AVAILABLE RECORDS
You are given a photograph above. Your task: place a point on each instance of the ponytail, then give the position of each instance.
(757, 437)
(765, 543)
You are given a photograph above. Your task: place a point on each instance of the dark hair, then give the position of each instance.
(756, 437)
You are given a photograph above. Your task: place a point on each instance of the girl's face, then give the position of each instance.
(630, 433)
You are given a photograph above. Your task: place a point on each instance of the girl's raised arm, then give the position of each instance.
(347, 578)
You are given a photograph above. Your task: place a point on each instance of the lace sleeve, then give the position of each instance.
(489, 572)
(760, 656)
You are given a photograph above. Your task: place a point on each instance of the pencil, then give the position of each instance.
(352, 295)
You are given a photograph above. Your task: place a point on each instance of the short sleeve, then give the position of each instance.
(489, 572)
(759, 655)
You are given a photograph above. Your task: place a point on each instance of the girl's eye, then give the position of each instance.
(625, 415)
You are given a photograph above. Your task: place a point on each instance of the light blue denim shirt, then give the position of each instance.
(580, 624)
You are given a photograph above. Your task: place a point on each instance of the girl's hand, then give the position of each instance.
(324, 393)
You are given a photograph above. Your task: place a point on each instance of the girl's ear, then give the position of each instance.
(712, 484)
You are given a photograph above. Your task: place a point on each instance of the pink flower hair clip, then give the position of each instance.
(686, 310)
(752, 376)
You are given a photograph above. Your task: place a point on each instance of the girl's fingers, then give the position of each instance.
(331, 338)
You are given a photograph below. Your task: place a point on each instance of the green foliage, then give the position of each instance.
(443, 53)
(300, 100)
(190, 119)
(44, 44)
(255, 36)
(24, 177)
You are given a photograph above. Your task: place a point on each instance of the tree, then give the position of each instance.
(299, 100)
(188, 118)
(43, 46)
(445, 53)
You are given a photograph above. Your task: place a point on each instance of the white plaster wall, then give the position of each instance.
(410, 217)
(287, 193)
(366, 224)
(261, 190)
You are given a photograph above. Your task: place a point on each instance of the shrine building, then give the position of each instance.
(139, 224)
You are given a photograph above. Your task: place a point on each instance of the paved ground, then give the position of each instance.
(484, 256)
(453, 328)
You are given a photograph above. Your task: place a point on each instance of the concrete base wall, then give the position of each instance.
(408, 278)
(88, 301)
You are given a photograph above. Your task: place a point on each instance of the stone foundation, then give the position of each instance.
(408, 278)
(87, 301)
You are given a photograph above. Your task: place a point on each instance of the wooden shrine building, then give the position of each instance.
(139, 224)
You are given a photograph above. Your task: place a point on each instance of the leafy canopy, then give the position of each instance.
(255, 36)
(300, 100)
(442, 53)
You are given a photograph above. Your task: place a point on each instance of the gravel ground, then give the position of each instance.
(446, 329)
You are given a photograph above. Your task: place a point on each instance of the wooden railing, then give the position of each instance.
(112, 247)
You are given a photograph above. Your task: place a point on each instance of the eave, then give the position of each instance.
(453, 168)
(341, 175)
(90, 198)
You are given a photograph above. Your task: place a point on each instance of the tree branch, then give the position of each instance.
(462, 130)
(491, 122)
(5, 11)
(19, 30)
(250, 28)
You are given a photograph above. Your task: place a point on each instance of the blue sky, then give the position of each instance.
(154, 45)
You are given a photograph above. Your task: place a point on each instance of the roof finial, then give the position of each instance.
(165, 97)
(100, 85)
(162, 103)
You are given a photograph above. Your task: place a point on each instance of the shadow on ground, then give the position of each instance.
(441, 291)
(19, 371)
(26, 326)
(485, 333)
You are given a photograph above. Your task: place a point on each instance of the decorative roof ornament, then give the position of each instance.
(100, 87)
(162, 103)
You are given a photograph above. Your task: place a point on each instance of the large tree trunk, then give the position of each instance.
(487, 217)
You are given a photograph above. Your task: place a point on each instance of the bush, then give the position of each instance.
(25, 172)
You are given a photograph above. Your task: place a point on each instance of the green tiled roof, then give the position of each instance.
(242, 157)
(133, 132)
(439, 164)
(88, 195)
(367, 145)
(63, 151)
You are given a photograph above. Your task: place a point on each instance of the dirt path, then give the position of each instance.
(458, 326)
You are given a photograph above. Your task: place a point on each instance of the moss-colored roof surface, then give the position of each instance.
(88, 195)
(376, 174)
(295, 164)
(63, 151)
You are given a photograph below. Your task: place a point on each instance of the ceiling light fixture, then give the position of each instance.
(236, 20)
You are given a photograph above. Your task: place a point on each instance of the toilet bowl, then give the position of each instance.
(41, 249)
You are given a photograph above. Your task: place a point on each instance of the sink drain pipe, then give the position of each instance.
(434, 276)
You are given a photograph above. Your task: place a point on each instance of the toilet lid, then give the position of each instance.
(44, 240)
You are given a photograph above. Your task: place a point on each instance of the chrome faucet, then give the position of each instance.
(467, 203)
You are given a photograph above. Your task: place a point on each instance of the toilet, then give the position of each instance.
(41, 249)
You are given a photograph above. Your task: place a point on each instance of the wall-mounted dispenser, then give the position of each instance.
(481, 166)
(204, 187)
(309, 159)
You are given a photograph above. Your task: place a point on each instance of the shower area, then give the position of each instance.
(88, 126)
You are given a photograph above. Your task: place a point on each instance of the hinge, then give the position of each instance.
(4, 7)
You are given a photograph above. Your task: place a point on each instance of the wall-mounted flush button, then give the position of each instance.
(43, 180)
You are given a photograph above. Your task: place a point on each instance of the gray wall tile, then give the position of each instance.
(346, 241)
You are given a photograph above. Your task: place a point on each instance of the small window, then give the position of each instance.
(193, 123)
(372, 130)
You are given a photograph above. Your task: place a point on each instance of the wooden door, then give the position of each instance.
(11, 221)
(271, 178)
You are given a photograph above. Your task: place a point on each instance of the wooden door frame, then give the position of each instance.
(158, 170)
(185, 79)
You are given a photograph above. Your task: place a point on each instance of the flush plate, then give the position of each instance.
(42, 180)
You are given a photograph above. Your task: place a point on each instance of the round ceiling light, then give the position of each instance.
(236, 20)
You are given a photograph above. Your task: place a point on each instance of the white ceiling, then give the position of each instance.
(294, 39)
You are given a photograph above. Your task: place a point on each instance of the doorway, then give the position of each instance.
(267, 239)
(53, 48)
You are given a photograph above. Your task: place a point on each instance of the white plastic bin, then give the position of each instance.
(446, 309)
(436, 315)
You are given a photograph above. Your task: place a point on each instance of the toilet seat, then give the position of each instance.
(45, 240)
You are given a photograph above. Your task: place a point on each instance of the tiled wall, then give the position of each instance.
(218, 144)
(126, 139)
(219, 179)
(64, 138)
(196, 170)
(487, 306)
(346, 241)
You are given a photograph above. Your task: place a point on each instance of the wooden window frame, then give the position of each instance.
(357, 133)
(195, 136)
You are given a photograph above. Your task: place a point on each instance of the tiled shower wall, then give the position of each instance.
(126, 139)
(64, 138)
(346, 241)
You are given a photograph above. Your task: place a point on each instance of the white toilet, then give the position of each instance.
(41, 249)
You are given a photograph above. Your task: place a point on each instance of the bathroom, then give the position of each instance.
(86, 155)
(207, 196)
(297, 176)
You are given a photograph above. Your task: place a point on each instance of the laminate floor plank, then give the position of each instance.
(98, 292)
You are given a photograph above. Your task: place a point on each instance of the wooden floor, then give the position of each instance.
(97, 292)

HOW TO COMPLETE THIS TASK
Retype the listing above in full, with no alterations.

SOLUTION TO THE EXERCISE
You are given a photograph above. Your task: place a point on each instance of the ponytail, then give the position of each instance.
(757, 437)
(765, 543)
You are given a photograph above. Your task: place a point on each instance of the dark hair, then give the position of each instance.
(756, 437)
You are given a photograph above. Your task: place a point on each instance of the girl's face, then give the position of each instance.
(630, 433)
You are given a photograph above. Your task: place a point on each instance of the girl's raised arm, then give the position of each instance.
(347, 578)
You are given a photograph above. Your task: place a point on each instance of the lace sleeve, then give the position of each instance.
(489, 572)
(760, 656)
You are given a photograph above. Your task: place a point on each instance of the pencil, then give the position of each instance.
(352, 295)
You are given a photograph above. Your task: place a point on each instance of the short sleeve, then give the position of each instance.
(489, 572)
(759, 655)
You are given a photograph above. Your task: place a point on each instance of the girl's eye, then give the position of each instance.
(625, 415)
You are given a photograph above. Your task: place a point on each instance of the light blue denim shirt, then give the position of each instance.
(580, 624)
You are given a photograph above. Your task: place a point on each instance of the girl's hand, then give the position of each instance.
(324, 393)
You are given a photograph above. Your task: place a point on each instance of the girl's ear, then give the position of each instance.
(712, 484)
You are given a photograph above. Your task: place a point on each instance of the pink flower hair clip, then give the position of each instance.
(686, 310)
(752, 376)
You are given a photograph above. Your task: place a point on each instance of the girl's fingers, then give the position of each instance.
(331, 338)
You are given a photograph below. Your task: place a point on each instance of the green foliage, then give the position of each instance.
(443, 53)
(300, 100)
(190, 119)
(44, 44)
(255, 36)
(24, 177)
You are given a photograph above. Your task: place a point on each instance of the tree, then give the position of each instance.
(299, 100)
(188, 118)
(43, 46)
(445, 53)
You are given a photograph above. Your task: place a point on each instance of the white plaster wall, then give the position of each instance.
(410, 217)
(287, 193)
(366, 224)
(261, 190)
You are given a photograph above. Your task: place a point on each instance of the shrine building, then give the position of each instance.
(139, 224)
You are given a photograph above. Your task: place a point on each instance of the paved ground, then give the position of each instance.
(484, 256)
(453, 328)
You are given a photograph above. Your task: place a point on each instance of the concrete base wall, then give the position of each instance.
(408, 278)
(88, 301)
You are given a photograph above. Your task: place a point on each instance of the stone foundation, then give the position of each instance.
(408, 278)
(87, 301)
You are given a photograph above. Your task: place a point on each instance of the wooden shrine building, then give the position of each instance.
(139, 224)
You are given a photograph above. Your task: place a point on each instance of the leafy canopy, then give the position of each instance.
(255, 36)
(300, 100)
(442, 53)
You are given a photograph above. Your task: place a point on each instance of the gravel ground, then give the position of each instance.
(446, 329)
You are given a photograph above. Your task: place a point on each instance of the wooden railing, then give the position of each instance.
(112, 247)
You are given a photograph above. Your task: place a point on each instance of the eave, then give the position of each instance.
(453, 168)
(341, 175)
(90, 198)
You are given a photograph above. Your task: place a point on each instance of the tree branch, then give the position of each instance.
(462, 130)
(491, 122)
(5, 11)
(19, 30)
(250, 28)
You are given a photograph above. Your task: place a point on each instance of the blue sky, then give the position of each instance.
(154, 45)
You are given a photograph above. Your task: place a point on each instance of the roof finial, then give the position of each instance.
(165, 97)
(100, 85)
(162, 103)
You are given a photograph above. Your task: place a point on each instance of the shadow on ground, then give the position of each instance.
(441, 291)
(19, 371)
(26, 326)
(485, 333)
You are given a photograph above. Your task: place a point on each instance of the decorative roof ornament, then give the position of each instance.
(100, 87)
(162, 103)
You are given a photograph above. Your task: place a point on each instance of the large tree trunk, then give the position of each instance.
(487, 217)
You are given a photograph above. Your task: place a point on each instance of the bush, then give the position of each instance.
(25, 172)
You are given a photograph above. Your task: place a point on each instance of the green tiled roof, then give the position of each instance.
(242, 157)
(133, 132)
(439, 164)
(88, 195)
(367, 145)
(63, 151)
You are given a photograph above. Your task: place a point on each instance of the dirt path, then give the position of each instance.
(458, 326)
You are given a photograph above. Your task: place a point on each instance of the moss-colored roof surface, then give the position of each instance.
(88, 195)
(376, 174)
(295, 164)
(63, 151)
You are given a photograph below. Your task: place a point on each instance of the ceiling light fixture, then give the position of each instance.
(236, 20)
You are given a photograph above. Your task: place a point on each instance of the toilet bowl, then give the position of each instance.
(41, 249)
You are given a photograph above. Your task: place a point on each instance of the sink drain pipe, then give the position of each instance.
(434, 276)
You are given a photograph above. Your task: place a point on each instance of the toilet lid, then give the position of each instance.
(44, 240)
You are given a photograph above. Your task: place a point on each instance of the chrome faucet, then give the position of each instance.
(467, 203)
You are given a photograph above. Your task: place a point on each instance of the toilet, then give the position of each instance.
(41, 249)
You are given a photograph above. Your task: place a point on each instance of the wall-mounted dispenser, then give the position of each instance.
(481, 166)
(204, 187)
(309, 159)
You are given a photograph above. Your task: place a point on each instance of the shower area, then give the position of each instance.
(88, 126)
You are given a photograph above. Your task: place a point on each instance of the hinge, then give the position of each instance.
(4, 7)
You are given a photograph above. Your task: place a point on each instance of the wall-mounted flush button, then give the position of each instance.
(43, 180)
You are given a photograph above. Your task: place a point on each instance of the gray wall tile, then give the position of each instance.
(346, 241)
You are given a photograph above. Your task: place a point on each instance of the small window, then give the position of each instance.
(193, 123)
(372, 130)
You are given a photograph above. Your task: place a point on each instance of the wooden door, then give the position of each instance.
(11, 221)
(271, 178)
You are given a photograph above. Your task: place a point on each instance of the wooden door frame, then give the position of each instance.
(158, 170)
(185, 79)
You are given a photograph above. Your task: place a point on each instance of the flush plate, then give the position of each instance.
(42, 180)
You are given a photograph above. Your task: place a point on each instance of the round ceiling light, then give the position of each instance.
(236, 20)
You are given a photograph above. Your task: place a point on each instance of the white ceiling, then give the position of each instance.
(294, 39)
You are given a photograph above. Your task: place a point on each instance of the doorway, then give the position of each instance.
(267, 239)
(53, 48)
You are given a photograph above. Your task: place a point on each instance of the white plastic bin, then give the position of each instance.
(446, 309)
(436, 315)
You are given a photograph above. Your task: place a point on each instance of the toilet seat, then give the position of each instance.
(45, 240)
You are given a photograph above. Your task: place a point on each instance of the tiled wall, then give the position of each instance.
(218, 144)
(126, 139)
(219, 179)
(64, 138)
(196, 170)
(487, 306)
(346, 241)
You are given a photograph above. Your task: place a point on each instance of the wooden window frame, then give the position of each instance.
(357, 133)
(195, 136)
You are given a photograph above. Your task: place a point on each instance of the tiled shower wall, then give the position of each instance.
(126, 139)
(64, 138)
(346, 241)
You are given a photograph above. Your task: place a point on each instance of the white toilet, then give the position of each instance.
(41, 249)
You are given a photograph above. Your task: place a point on each instance of the bathroom, then give the position of each instance.
(86, 155)
(207, 196)
(297, 176)
You are given a photograph above. Your task: place a point on each instance of the laminate floor plank, then give the position of each instance.
(98, 292)
You are given a photograph above. Your task: place a point on each instance of the wooden floor, then give the position of each instance.
(97, 292)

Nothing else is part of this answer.